→ **WORK REQUIRED**
The answer must repeat each line of the material exactly.

┄┄┄┄┄┄┄┄┄┄

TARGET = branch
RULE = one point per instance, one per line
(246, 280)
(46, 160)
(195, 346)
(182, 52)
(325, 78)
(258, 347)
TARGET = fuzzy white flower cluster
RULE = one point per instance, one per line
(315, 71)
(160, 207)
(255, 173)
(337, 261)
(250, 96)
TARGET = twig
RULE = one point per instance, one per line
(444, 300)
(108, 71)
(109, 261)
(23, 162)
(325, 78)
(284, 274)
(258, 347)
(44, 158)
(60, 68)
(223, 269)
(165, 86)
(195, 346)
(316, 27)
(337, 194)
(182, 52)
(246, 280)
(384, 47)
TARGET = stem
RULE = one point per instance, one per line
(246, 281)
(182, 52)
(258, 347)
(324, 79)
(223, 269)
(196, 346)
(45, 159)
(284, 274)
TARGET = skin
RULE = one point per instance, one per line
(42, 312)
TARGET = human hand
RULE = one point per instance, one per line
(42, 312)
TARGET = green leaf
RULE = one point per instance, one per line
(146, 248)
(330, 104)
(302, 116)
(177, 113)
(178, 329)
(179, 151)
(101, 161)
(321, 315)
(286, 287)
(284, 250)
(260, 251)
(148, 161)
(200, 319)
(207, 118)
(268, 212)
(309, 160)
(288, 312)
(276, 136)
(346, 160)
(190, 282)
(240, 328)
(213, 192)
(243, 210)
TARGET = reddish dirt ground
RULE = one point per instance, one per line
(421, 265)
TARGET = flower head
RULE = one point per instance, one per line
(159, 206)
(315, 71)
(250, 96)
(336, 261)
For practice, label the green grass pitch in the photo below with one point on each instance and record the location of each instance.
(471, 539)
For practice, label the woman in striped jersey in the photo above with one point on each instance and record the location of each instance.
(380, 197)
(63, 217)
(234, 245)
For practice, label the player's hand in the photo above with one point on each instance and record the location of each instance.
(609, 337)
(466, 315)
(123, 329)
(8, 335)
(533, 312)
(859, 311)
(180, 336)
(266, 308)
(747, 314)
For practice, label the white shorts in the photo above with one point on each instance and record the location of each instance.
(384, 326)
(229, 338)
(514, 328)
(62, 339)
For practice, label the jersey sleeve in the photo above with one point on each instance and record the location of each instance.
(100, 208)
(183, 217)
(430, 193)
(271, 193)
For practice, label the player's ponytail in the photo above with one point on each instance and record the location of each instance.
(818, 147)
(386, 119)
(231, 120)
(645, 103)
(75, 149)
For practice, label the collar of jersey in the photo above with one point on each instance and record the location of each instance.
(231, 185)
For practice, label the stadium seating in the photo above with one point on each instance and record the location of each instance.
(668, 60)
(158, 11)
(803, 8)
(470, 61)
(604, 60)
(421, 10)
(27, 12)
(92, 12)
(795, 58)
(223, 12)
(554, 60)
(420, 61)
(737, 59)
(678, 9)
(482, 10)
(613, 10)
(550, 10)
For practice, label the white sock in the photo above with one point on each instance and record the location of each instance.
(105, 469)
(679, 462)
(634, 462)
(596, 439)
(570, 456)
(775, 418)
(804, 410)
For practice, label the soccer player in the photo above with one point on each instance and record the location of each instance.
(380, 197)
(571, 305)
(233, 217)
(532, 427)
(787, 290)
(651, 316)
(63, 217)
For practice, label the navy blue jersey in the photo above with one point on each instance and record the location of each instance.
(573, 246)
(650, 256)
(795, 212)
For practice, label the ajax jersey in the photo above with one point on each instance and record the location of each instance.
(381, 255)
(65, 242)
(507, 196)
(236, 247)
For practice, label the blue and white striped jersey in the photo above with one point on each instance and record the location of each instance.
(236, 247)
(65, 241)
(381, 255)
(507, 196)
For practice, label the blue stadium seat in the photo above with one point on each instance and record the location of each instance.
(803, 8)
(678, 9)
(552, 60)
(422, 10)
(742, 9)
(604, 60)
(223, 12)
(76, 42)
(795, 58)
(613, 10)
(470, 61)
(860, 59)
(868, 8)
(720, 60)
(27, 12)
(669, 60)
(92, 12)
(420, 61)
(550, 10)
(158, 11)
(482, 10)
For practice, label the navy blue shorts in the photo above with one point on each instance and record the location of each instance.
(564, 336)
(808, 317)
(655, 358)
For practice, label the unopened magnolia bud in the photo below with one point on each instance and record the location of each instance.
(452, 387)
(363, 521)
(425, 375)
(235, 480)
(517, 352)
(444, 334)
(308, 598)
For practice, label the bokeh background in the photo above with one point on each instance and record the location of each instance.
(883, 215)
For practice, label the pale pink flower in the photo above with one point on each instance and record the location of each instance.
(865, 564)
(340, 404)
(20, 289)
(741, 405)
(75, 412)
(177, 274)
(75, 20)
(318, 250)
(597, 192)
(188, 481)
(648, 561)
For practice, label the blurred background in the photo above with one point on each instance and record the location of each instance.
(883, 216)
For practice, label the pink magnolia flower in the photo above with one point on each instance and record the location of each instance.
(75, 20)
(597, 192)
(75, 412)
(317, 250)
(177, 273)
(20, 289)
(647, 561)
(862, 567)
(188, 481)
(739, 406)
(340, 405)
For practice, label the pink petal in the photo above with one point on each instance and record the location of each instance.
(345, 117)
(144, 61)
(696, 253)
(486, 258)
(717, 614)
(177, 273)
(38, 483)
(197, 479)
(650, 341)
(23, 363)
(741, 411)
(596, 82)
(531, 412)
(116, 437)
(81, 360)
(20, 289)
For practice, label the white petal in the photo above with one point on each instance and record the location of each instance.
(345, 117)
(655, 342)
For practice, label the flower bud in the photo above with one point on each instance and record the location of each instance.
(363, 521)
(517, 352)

┄┄┄┄┄┄┄┄┄┄

→ **WRITTEN SOLUTION**
TARGET = branch
RULE = one point per instance, one per line
(246, 280)
(46, 160)
(195, 346)
(182, 52)
(325, 78)
(258, 347)
TARGET = fuzzy white flower cluster
RULE = one point per instance, one per line
(315, 71)
(160, 207)
(255, 173)
(337, 261)
(250, 96)
TARGET = twig
RULE = one point per instance, one per line
(444, 300)
(108, 71)
(109, 261)
(23, 162)
(325, 78)
(284, 274)
(258, 347)
(44, 158)
(60, 68)
(223, 269)
(165, 86)
(195, 346)
(316, 27)
(337, 194)
(182, 52)
(246, 280)
(384, 47)
TARGET = stem
RULE = one point per instance, one per line
(246, 281)
(182, 52)
(258, 347)
(324, 79)
(223, 269)
(196, 346)
(45, 159)
(284, 274)
TARGET = skin
RULE = one point per instance, one per line
(42, 312)
TARGET = human hand
RULE = one point per instance, one per line
(42, 312)
TARGET = green leaf
RULE = one point per instance, one per line
(146, 248)
(330, 104)
(302, 116)
(177, 113)
(178, 329)
(179, 151)
(101, 161)
(321, 315)
(286, 287)
(284, 250)
(260, 251)
(148, 161)
(200, 319)
(207, 118)
(268, 212)
(309, 160)
(288, 312)
(276, 136)
(346, 160)
(190, 282)
(240, 328)
(213, 192)
(243, 210)
TARGET = reddish dirt ground
RULE = one point per instance, one per line
(421, 265)
TARGET = flower head
RULE = one point per instance, one per line
(159, 206)
(315, 71)
(250, 96)
(336, 261)
For practice, label the green grass pitch in the photo below with one point on each instance and record the location of each instance.
(471, 539)
For practice, label the woman in striped jersey in the photo above with one point on each instance and record the location of each instance.
(380, 197)
(63, 217)
(234, 245)
For practice, label the player's hand in the photo above with one point on each instance and record the location of each instance.
(609, 337)
(466, 315)
(123, 329)
(8, 335)
(533, 312)
(859, 311)
(180, 336)
(266, 308)
(747, 314)
For practice, label the white shorts in the photo above with one point on each instance and record the location of each instance.
(384, 326)
(229, 338)
(514, 328)
(62, 339)
For practice, label the jersey sleeve in the photo above with one point on each instance and record the location of each instance.
(100, 208)
(183, 217)
(430, 193)
(271, 193)
For practice, label the player's ponytail in the photo above with one point on each instance and record the location of each instance.
(818, 147)
(386, 119)
(231, 120)
(645, 103)
(75, 149)
For practice, label the collar of jersey in the photo above with one point on each instance and record the location of each instance.
(231, 185)
For practice, label the stadium seating in the photo above with one point on each instance and record the location of each instance.
(668, 60)
(158, 11)
(803, 8)
(470, 61)
(604, 60)
(421, 10)
(27, 12)
(92, 12)
(795, 58)
(223, 12)
(554, 60)
(420, 61)
(737, 59)
(678, 9)
(482, 10)
(613, 10)
(550, 10)
For practice, label the white sock in the photo above with one point on each instance and record the location of each instance.
(105, 469)
(679, 462)
(634, 462)
(596, 439)
(570, 456)
(775, 418)
(804, 410)
For practice, label the soccer player in the photo above with one point on each instance and record the location of each instance.
(380, 197)
(571, 305)
(233, 217)
(532, 427)
(787, 290)
(651, 316)
(63, 217)
For practice, label the navy blue jersey in the photo above with one point on each instance and record the location of each instance.
(573, 246)
(650, 256)
(795, 212)
For practice, label the ajax jersey in the photo above with one point on each instance and record the location of each instance.
(381, 255)
(65, 242)
(507, 196)
(236, 247)
For practice, label the blue and white striped jersey in the photo above with one point on each instance and record the location of each instance.
(236, 247)
(65, 241)
(381, 255)
(507, 196)
For practice, label the blue stadium seat in the photo above with one point on each instance and record the location of each instance.
(803, 8)
(678, 9)
(552, 60)
(422, 10)
(742, 9)
(604, 60)
(223, 12)
(76, 42)
(795, 58)
(613, 10)
(470, 61)
(860, 59)
(868, 8)
(720, 60)
(27, 12)
(669, 60)
(92, 12)
(420, 61)
(550, 10)
(158, 11)
(482, 10)
For practice, label the navy blue shorts in the photo above with one point on each instance and record the location of each instance.
(564, 336)
(808, 317)
(655, 358)
For practice, label the unopened magnolia bud in the photo below with one point on each instance and record the location of each instance.
(452, 387)
(363, 521)
(425, 375)
(235, 480)
(517, 352)
(444, 334)
(308, 598)
For practice, label the bokeh background in the photo above with one point on each instance and record the location of each instance.
(883, 215)
For practice, label the pale pink flower in the photo above with one point on each instance and record the location of each instance.
(865, 564)
(340, 404)
(20, 289)
(741, 405)
(75, 412)
(177, 274)
(75, 20)
(318, 250)
(597, 192)
(188, 481)
(648, 561)
For practice, label the blurred background in the photo above with one point on each instance and record the location of each instance.
(883, 216)
For practice, label the pink magnolia flower in the photo above with one point on each instance and record the location of each instance.
(75, 20)
(597, 192)
(75, 412)
(317, 250)
(177, 273)
(20, 289)
(647, 561)
(862, 567)
(188, 481)
(739, 406)
(340, 405)
For practice, label the pink petal in the photo above with one point on each instance and record the location of each instance.
(345, 117)
(144, 61)
(696, 253)
(486, 258)
(717, 614)
(177, 273)
(38, 483)
(197, 479)
(650, 341)
(23, 363)
(741, 411)
(596, 82)
(531, 412)
(116, 437)
(81, 360)
(20, 289)
For practice, label the white petal in the photo above with one point on each instance and record the location of each instance.
(345, 117)
(655, 342)
For practice, label the flower bud in the photo above with one point on each instance and record the location of each instance.
(363, 521)
(517, 352)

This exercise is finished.